• Passage source
● ● ●

Traduire, inutile de le dire, c’est recréer, c’est chercher à refaire le chemin qu’avait parcouru l’auteur. Chose à la fois passionnante et décourageante, et surtout dans le cas d’un créateur comme Flaubert qui, chacun le sait, s’était donné une peine immense, un tourment incroyable, en dépensant beaucoup de temps et beaucoup d’énergie pour élaborer ce style qui était devenu le sien.

La première moitié des années 1850, période pendant laquelle il travaille à Madame Bovary (son premier roman destiné à être publié), constitue une véritable école de style, un atelier où l’écrivain fait des recherches éperdues, passionnées et, souvent, désespérantes pour trouver, comme il le dit lui-même, « le mot juste », pour « enfiler les perles de son collier ». Dans une lettre datée du 22 juillet 1852, il écrit à Louise Colet :

Tout le talent d’écrire ne consiste après tout que dans le choix des mots. C’est la précision qui fait la force.1

Tout cela pour dire que derrière chaque paragraphe, derrière chaque phrase, voire chaque mot de Flaubert, on retrouve les choix conscients, les options esthétiques du romancier : ainsi les difficultés du traducteur seront-elles en quelque sorte dédoublées, sinon triplées. Il s’agit, d’une part, de tenter de reproduire un style en hongrois qui pourrait être accepté comme « style flaubertien », c’est-à-dire, il s’agit de faire un travail minutieux, destiné à comprendre et à suivre les choix conscients de l’écrivain ; d’autre part, en entrant au cœur du texte, le traducteur devra aussi faire face à la dimension inconsciente de l’œuvre. Et, ce faisant, il finira par se rendre compte que cet immense poème en prose est en vérité un texte miné qui accumule pièges sur pièges.

Aussi n’est-il pas étonnant que ce roman clef de la modernité n’ait cessé d’intriguer les traducteurs hongrois. La preuve, c’est que nous disposons de quatre traductions de Madame Bovary. La première, datant de 1904, est le travail de Zoltán Ambrus ; celle de Sándor Hajó, publiée sans date, remonte probablement à la fin des années 1920 ou au début des années 1930 ; la version de Albert Gyergyai, qui est la plus connue et la plus souvent reproduite, a vu le jour en 1948 ou 1949 ; et la dernière, une traduction toute récente, celle de Judit Pór, a été éditée en 1993.

● ● ●

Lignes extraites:
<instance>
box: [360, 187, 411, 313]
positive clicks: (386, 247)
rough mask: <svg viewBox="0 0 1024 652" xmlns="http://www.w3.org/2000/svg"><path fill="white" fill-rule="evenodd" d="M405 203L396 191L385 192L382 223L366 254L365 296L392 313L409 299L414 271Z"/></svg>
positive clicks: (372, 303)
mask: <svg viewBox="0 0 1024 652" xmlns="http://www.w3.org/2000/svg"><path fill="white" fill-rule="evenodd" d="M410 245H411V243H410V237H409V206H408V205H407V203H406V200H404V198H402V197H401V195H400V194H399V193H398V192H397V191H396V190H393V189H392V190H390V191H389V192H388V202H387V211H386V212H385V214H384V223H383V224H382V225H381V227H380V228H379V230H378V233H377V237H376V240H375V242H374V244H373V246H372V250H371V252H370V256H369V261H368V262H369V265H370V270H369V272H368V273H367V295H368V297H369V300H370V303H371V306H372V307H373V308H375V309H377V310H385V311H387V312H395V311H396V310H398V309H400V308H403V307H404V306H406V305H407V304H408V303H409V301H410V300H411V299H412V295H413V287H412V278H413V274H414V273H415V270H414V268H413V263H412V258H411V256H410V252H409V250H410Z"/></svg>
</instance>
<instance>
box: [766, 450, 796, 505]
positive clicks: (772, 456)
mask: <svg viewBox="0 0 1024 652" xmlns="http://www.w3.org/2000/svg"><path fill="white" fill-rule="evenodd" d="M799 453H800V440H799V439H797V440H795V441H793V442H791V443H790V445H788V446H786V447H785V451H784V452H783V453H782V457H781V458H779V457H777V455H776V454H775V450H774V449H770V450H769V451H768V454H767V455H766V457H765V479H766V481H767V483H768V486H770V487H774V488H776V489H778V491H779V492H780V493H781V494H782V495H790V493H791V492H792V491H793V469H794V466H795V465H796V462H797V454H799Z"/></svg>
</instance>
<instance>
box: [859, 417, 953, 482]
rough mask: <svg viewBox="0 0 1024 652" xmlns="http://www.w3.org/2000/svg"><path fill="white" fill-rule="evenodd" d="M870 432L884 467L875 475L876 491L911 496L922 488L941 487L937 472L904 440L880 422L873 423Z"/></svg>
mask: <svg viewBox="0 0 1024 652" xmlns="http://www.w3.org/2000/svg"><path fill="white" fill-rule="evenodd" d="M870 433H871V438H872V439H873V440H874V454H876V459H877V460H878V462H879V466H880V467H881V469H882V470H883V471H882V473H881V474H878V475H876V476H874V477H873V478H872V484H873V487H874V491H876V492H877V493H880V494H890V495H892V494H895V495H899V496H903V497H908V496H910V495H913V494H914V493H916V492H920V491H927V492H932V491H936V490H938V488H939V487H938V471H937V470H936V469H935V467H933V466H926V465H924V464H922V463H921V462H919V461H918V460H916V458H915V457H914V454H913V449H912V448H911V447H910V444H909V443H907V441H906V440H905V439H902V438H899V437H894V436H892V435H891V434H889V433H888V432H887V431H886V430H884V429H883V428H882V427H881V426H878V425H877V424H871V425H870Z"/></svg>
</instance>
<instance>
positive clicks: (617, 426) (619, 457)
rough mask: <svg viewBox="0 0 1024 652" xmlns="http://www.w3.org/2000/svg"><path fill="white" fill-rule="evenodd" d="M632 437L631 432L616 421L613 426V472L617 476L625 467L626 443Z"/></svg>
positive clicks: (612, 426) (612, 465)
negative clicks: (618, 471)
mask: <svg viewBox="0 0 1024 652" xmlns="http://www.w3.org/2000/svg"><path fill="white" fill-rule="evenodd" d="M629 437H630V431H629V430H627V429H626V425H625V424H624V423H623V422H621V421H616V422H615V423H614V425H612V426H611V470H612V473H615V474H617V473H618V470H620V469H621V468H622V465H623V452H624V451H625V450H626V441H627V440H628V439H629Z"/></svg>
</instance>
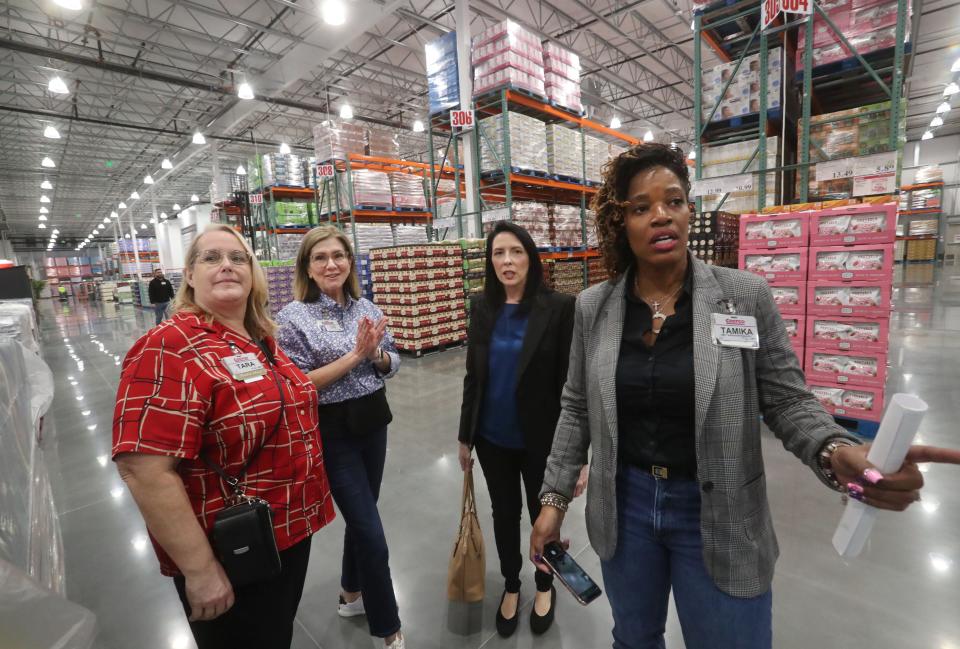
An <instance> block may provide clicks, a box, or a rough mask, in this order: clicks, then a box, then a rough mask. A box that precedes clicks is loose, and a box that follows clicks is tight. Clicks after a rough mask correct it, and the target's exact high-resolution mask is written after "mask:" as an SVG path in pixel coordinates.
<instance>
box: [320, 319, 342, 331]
mask: <svg viewBox="0 0 960 649" xmlns="http://www.w3.org/2000/svg"><path fill="white" fill-rule="evenodd" d="M320 328H321V329H323V330H324V331H326V332H327V333H339V332H341V331H343V325H341V324H340V323H339V322H337V321H336V320H332V319H324V320H321V321H320Z"/></svg>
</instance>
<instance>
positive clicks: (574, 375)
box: [543, 255, 857, 597]
mask: <svg viewBox="0 0 960 649" xmlns="http://www.w3.org/2000/svg"><path fill="white" fill-rule="evenodd" d="M690 260H691V263H692V264H693V366H694V373H695V379H694V383H695V390H696V419H695V421H696V449H697V469H698V481H699V482H700V485H701V496H702V505H701V509H700V521H701V522H700V531H701V534H702V536H703V560H704V563H705V564H706V567H707V571H708V572H709V573H710V575H711V576H712V577H713V580H714V582H715V583H716V584H717V586H718V587H719V588H720V589H721V590H723V591H724V592H726V593H728V594H730V595H733V596H735V597H755V596H757V595H761V594H763V593H765V592H766V591H767V590H768V589H769V587H770V582H771V581H772V579H773V566H774V563H775V562H776V559H777V555H778V553H779V549H778V546H777V539H776V536H775V534H774V531H773V523H772V520H771V518H770V508H769V505H768V503H767V491H766V479H765V477H764V473H763V457H762V455H761V452H760V415H761V414H762V415H763V418H764V421H765V422H766V424H767V425H768V426H769V427H770V429H771V430H772V431H773V432H774V434H776V436H777V437H778V438H779V439H780V441H781V442H782V443H783V445H784V447H786V449H787V450H788V451H790V452H791V453H793V454H794V455H796V456H797V457H798V458H800V459H801V460H802V461H803V462H804V463H805V464H806V465H808V466H809V467H811V468H812V469H814V471H815V472H816V466H817V460H816V456H817V453H818V451H819V450H820V448H821V447H822V446H823V445H824V443H825V442H826V441H827V440H828V439H832V438H836V437H843V438H846V439H851V440H853V441H857V440H856V438H854V437H853V436H851V435H849V434H848V433H847V432H846V431H845V430H844V429H843V428H841V427H840V426H838V425H837V424H836V423H835V422H834V421H833V418H832V417H831V416H830V415H829V414H828V413H827V412H826V411H825V410H824V409H823V408H822V407H821V406H820V404H819V403H818V402H817V400H816V399H815V398H814V397H813V395H811V394H810V392H809V391H808V390H807V388H806V383H805V381H804V375H803V372H802V371H801V370H800V364H799V363H798V362H797V357H796V355H795V354H794V352H793V348H792V347H791V345H790V340H789V338H788V337H787V332H786V330H785V329H784V326H783V321H782V320H781V318H780V313H779V311H778V310H777V307H776V304H775V303H774V301H773V295H772V293H771V291H770V287H769V286H768V285H767V283H766V282H765V281H764V280H763V279H761V278H760V277H758V276H756V275H752V274H749V273H747V272H744V271H739V270H731V269H728V268H718V267H716V266H708V265H706V264H704V263H703V262H702V261H700V260H698V259H696V258H694V257H693V256H692V255H691V257H690ZM624 284H625V282H624V279H623V277H621V278H620V279H618V280H616V281H608V282H604V283H603V284H599V285H597V286H594V287H592V288H589V289H587V290H586V291H584V292H583V293H581V294H580V297H579V298H578V299H577V308H576V316H575V319H574V330H573V345H572V347H571V348H570V369H569V373H568V375H567V382H566V385H565V386H564V389H563V395H562V397H561V408H562V410H561V413H560V420H559V422H558V423H557V431H556V436H555V437H554V441H553V447H552V450H551V453H550V457H549V458H548V459H547V470H546V475H545V476H544V486H543V492H556V493H559V494H561V495H563V496H565V497H567V498H571V497H572V495H573V490H574V486H575V484H576V481H577V477H578V474H579V472H580V467H582V466H583V465H584V464H585V463H586V462H587V449H588V447H589V446H591V445H592V446H593V457H592V459H591V461H590V478H589V488H588V490H587V531H588V533H589V536H590V542H591V544H592V545H593V547H594V549H595V550H596V551H597V553H598V554H599V555H600V558H601V559H604V560H606V559H610V558H611V557H612V556H613V554H614V551H615V550H616V547H617V498H616V480H617V467H618V458H617V403H616V394H617V391H616V370H617V359H618V357H619V353H620V340H621V338H622V334H623V321H624V313H625V306H624V290H625V289H624ZM726 301H729V302H730V303H731V304H733V305H734V308H735V309H736V313H737V314H739V315H752V316H754V317H756V319H757V324H758V327H759V333H760V349H758V350H745V349H737V348H731V347H721V346H718V345H715V344H714V343H713V341H712V335H711V327H712V321H711V316H710V314H711V313H725V312H726ZM816 475H817V476H818V477H820V474H819V472H816ZM821 481H823V478H821Z"/></svg>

● ● ●

• Actions à mener
a) D'après le passage source, en quelle année la traduction de Madame Bovary par Judit Pór a-t-elle été éditée ?
b) Reproduisez le passage source en commençant à « Traduire, inutile de » et en terminant à « devenu le sien. ».

• Réponses attendues
a) En 1993.

b)
Traduire, inutile de le dire, c’est recréer, c’est chercher à refaire le chemin qu’avait parcouru l’auteur. Chose à la fois passionnante et décourageante, et surtout dans le cas d’un créateur comme Flaubert qui, chacun le sait, s’était donné une peine immense, un tourment incroyable, en dépensant beaucoup de temps et beaucoup d’énergie pour élaborer ce style qui était devenu le sien.